■ **Problem to work on**: Word for word, copy all the data and drop the pictures.

─── Listing ───

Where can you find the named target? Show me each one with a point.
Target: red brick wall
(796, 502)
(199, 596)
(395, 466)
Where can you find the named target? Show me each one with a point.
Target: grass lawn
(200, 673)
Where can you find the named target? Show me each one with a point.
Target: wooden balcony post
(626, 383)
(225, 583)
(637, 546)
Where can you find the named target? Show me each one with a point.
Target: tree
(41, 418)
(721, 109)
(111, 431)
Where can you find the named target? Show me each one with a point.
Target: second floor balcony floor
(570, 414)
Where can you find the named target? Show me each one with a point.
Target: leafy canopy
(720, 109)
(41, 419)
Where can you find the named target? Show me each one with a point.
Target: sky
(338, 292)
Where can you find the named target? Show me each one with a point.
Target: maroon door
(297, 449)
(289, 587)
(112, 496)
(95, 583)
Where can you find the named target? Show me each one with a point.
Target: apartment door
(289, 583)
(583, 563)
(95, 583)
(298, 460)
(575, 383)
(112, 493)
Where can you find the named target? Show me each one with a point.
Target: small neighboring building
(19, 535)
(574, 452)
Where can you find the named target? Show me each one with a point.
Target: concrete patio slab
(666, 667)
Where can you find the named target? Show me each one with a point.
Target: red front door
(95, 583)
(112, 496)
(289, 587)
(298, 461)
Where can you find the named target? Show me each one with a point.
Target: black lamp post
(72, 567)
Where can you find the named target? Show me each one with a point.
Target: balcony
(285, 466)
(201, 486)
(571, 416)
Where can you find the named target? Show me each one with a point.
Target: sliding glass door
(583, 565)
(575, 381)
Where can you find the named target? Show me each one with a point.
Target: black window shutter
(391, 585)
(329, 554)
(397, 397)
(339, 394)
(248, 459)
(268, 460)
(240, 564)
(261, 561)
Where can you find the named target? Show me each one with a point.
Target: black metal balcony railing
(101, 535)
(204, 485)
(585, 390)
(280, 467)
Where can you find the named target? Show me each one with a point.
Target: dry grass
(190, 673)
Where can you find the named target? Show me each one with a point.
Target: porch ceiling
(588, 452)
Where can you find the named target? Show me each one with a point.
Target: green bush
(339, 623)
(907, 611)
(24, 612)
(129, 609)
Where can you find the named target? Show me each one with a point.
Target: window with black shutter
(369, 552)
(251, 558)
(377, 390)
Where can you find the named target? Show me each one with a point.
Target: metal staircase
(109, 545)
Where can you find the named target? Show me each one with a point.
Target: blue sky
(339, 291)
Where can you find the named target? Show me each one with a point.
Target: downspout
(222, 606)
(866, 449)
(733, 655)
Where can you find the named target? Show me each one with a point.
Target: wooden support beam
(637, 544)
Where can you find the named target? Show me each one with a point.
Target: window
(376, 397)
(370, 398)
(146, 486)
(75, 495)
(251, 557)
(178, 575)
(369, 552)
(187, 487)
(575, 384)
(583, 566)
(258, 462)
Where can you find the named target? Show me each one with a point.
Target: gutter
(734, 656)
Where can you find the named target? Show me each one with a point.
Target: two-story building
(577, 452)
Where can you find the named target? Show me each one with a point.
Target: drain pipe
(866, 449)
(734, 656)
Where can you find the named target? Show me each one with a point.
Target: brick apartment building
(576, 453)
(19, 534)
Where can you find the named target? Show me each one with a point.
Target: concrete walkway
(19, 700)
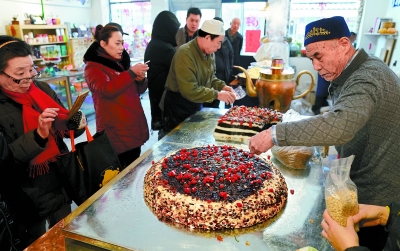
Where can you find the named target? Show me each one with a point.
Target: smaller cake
(241, 122)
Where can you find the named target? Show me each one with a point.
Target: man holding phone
(191, 79)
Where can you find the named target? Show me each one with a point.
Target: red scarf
(34, 102)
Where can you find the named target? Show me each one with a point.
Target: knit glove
(77, 121)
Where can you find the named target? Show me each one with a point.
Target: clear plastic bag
(340, 191)
(295, 157)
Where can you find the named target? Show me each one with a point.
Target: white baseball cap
(214, 27)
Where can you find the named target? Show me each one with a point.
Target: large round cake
(214, 187)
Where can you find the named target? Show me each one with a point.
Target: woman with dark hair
(33, 123)
(116, 89)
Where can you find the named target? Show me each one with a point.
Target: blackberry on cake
(240, 123)
(214, 187)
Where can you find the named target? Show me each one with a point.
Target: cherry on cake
(214, 187)
(241, 122)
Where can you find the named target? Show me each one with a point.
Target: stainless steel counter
(117, 218)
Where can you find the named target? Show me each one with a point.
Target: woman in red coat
(116, 89)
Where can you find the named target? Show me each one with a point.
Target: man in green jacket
(191, 79)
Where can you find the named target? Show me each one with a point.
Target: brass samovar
(275, 87)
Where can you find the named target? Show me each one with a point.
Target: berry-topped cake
(214, 187)
(241, 122)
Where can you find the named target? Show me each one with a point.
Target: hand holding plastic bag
(340, 191)
(295, 157)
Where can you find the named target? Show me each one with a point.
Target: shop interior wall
(394, 12)
(378, 9)
(73, 15)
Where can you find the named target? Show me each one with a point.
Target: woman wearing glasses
(32, 127)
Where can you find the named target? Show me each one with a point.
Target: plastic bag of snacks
(295, 157)
(340, 191)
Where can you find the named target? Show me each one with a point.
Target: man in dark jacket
(189, 32)
(236, 40)
(159, 52)
(223, 64)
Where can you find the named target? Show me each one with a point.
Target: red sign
(252, 40)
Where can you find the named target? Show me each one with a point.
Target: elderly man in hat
(364, 119)
(191, 79)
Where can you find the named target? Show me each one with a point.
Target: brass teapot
(275, 87)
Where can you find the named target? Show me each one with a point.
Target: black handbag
(7, 238)
(88, 167)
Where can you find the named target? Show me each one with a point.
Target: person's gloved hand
(77, 121)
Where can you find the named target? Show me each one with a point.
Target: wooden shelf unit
(18, 30)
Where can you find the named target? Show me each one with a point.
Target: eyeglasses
(17, 81)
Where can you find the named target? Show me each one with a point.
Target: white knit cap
(214, 27)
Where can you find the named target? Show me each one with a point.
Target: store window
(254, 14)
(251, 14)
(135, 19)
(303, 12)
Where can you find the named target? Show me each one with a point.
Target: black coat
(224, 61)
(29, 198)
(160, 52)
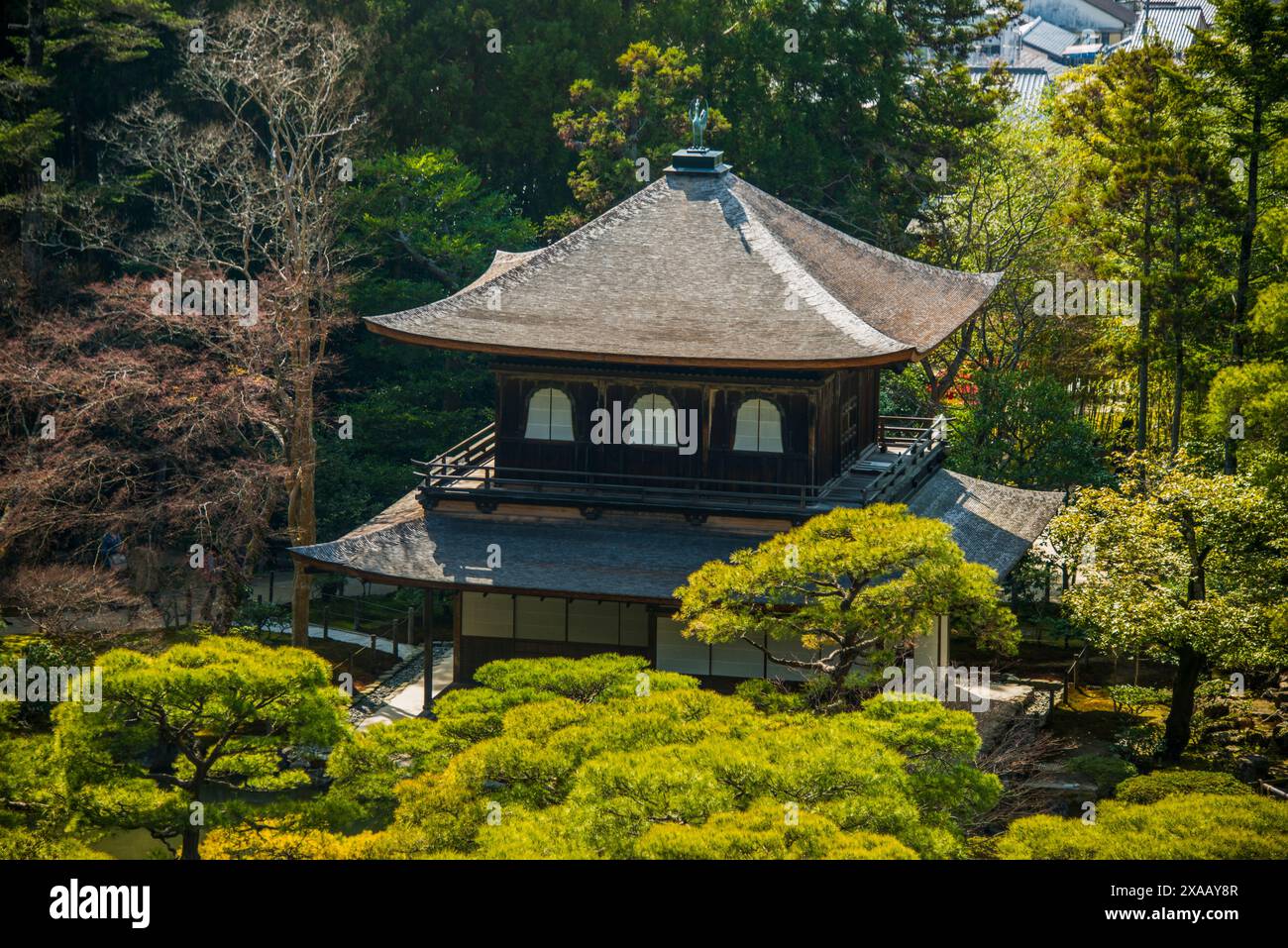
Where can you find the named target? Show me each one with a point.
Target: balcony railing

───

■ **Task response**:
Where can you find the named target? Show me each one with a point.
Target: red brick wall
(796, 502)
(199, 596)
(395, 466)
Where can you find the named target? Show me each one with a point.
Target: grass lawn
(200, 673)
Where can you find the named target? Show me each one with a point.
Target: wooden balcony post
(626, 383)
(225, 583)
(637, 546)
Where can you find the named target? Show me each one with a point.
Target: tree
(41, 418)
(721, 109)
(111, 431)
Where can you find the named target? Show me each one with a point.
Target: second floor balcony floor
(570, 414)
Where can you find the named target? Show me each one with a point.
Target: leafy canopy
(720, 109)
(41, 419)
Where can you find the named target? Show me each one with a point.
Target: sky
(338, 292)
Where can you find the named target? Show me each one with a point.
Target: maroon door
(297, 449)
(289, 587)
(112, 496)
(95, 583)
Where can you find the named target? Show me each one with a point.
Target: apartment door
(289, 583)
(583, 563)
(95, 583)
(298, 460)
(575, 383)
(112, 493)
Where can you find the named target? Show me each one with a point.
Target: small neighboring building
(19, 535)
(574, 452)
Where can you find the named target? Show me each one with a point.
Target: concrete patio slab
(666, 667)
Where can you find the named target? Show me each one with a point.
Target: red front door
(95, 583)
(112, 496)
(289, 587)
(298, 461)
Where can you find the named target? Show me each one with a point.
Target: black lamp post
(72, 567)
Where can you find the named target? Show me each one with a point.
Target: balcony
(285, 466)
(201, 486)
(571, 416)
Where can you find the named target? Show me each one with a point.
Target: sliding glass door
(583, 565)
(575, 381)
Where can you find the named target? Show me each one with a point.
Target: black window shutter
(391, 585)
(329, 554)
(397, 397)
(339, 394)
(248, 459)
(268, 460)
(240, 564)
(261, 561)
Where can you find the named target? Show me each one with a point.
Target: black metal balcony railing
(101, 535)
(204, 485)
(585, 390)
(280, 467)
Where can you find the named target? Show me each one with a point.
Target: dry grass
(190, 673)
Where can you find the named target? Show me each one with a point.
Target: porch ceiling
(588, 452)
Where can you find the named target? Show me each one with a point.
Target: green bush
(339, 623)
(907, 611)
(24, 612)
(129, 609)
Where can you find the named target? Show me each one with a point.
Target: window with black shutter
(369, 552)
(251, 558)
(377, 390)
Where can you find the named target? Show me each one with a point.
Target: metal staircase
(109, 545)
Where can you find the named target? Show me each one with a point.
Target: blue sky
(339, 291)
Where can you find the named target? Show me each one with a point.
Target: downspout
(222, 606)
(866, 449)
(733, 655)
Where can you find the named target? Show me each one with a point.
Target: wooden support beam
(637, 544)
Where can you find the named target? Show me each one with a point.
Target: window
(376, 397)
(370, 398)
(146, 486)
(75, 495)
(251, 557)
(178, 575)
(369, 552)
(187, 487)
(575, 384)
(583, 566)
(258, 462)
Where can you find the named target? Show me each one with a point.
Target: gutter
(734, 656)
Where can you find the named target? Show me each one with a point.
Target: two-story building
(577, 452)
Where can you find the named target? Show me each one with a point.
Target: drain pipe
(866, 449)
(734, 656)
Where can you find the named target? Show me each one with a point.
Target: brick apartment building
(576, 453)
(19, 534)
Where can you find the named target? Show me each one with a point.
Target: concrete walkway
(19, 700)
Where can you find the named target? Show me each one with a point.
Target: smaller cake
(241, 122)
Where can you find the named target? Show me each one with a point.
Target: man holding phone
(191, 79)
Where can you find the named target? Show me each one with a point.
Target: red scarf
(34, 102)
Where can you find the named target? Show me each one with a point.
Target: knit glove
(77, 121)
Where can you find the named target? Show me each one with a point.
Target: clear plastic bag
(340, 191)
(295, 157)
Where can you find the named target? Show me each one with a point.
Target: white baseball cap
(214, 27)
Where can you find the named target? Show me each one with a point.
Target: large round cake
(214, 187)
Where can you find the named target? Show me each one with a point.
Target: woman with dark hair
(33, 123)
(116, 89)
Where can you find the named target? Show me each one with a point.
Target: blackberry on cake
(240, 123)
(214, 187)
Where can you find the named target? Show me each one with a point.
Target: cherry on cake
(214, 187)
(241, 122)
Where can you find the named target? Show me each one with a point.
Target: stainless steel counter
(117, 218)
Where can you find the named target? Show me each one with a point.
Target: woman in red coat
(116, 89)
Where can you find the named target? Show me each one with a point.
Target: man in green jacket
(191, 79)
Where can you find the named target? Show me each one with a point.
Target: brass samovar
(275, 87)
Where can you find the named target? Show me each one with a point.
Target: berry-topped cake
(214, 187)
(241, 122)
Where can you find the named target? Show me each one with a point.
Target: hand holding plastic bag
(340, 191)
(295, 157)
Where can you find the named target? Show me each one with a point.
Target: shop interior wall
(394, 12)
(378, 9)
(73, 15)
Where can you find the named target? Show me each one with a point.
Target: woman wearing glasses
(32, 127)
Where can you find the named target? Show me each one with a point.
Target: plastic bag of snacks
(295, 157)
(340, 191)
Where can you find the named target? Show me each one with a point.
Target: man in dark jacket
(189, 32)
(236, 40)
(159, 52)
(223, 64)
Where can you find the named target? Show me each one with a point.
Target: red sign
(252, 40)
Where can you find the named target? Show me each one with a point.
Target: elderly man in hat
(364, 119)
(191, 79)
Where can you find the named target? Show me each one with a point.
Target: brass teapot
(275, 87)
Where can you find the named target? Show me each one with a point.
Target: black handbag
(7, 238)
(88, 167)
Where can you find the named target? Show me each one with a point.
Target: person's gloved hand
(77, 121)
Where can you find the named target? Show me each one with a point.
Target: wooden shelf unit
(18, 30)
Where can you find the named target? Show me each one with a point.
Target: eyeglasses
(17, 81)
Where can you find the named target? Show me each one with a point.
Target: white knit cap
(214, 27)
Where can you find the named target? Show me each one with a point.
Target: store window
(254, 14)
(251, 14)
(135, 19)
(303, 12)
Where can you find the named target? Show me each one with a point.
Target: black coat
(224, 61)
(29, 198)
(160, 52)
Where can you find the named target? Show me each one with a point.
Target: balcony railing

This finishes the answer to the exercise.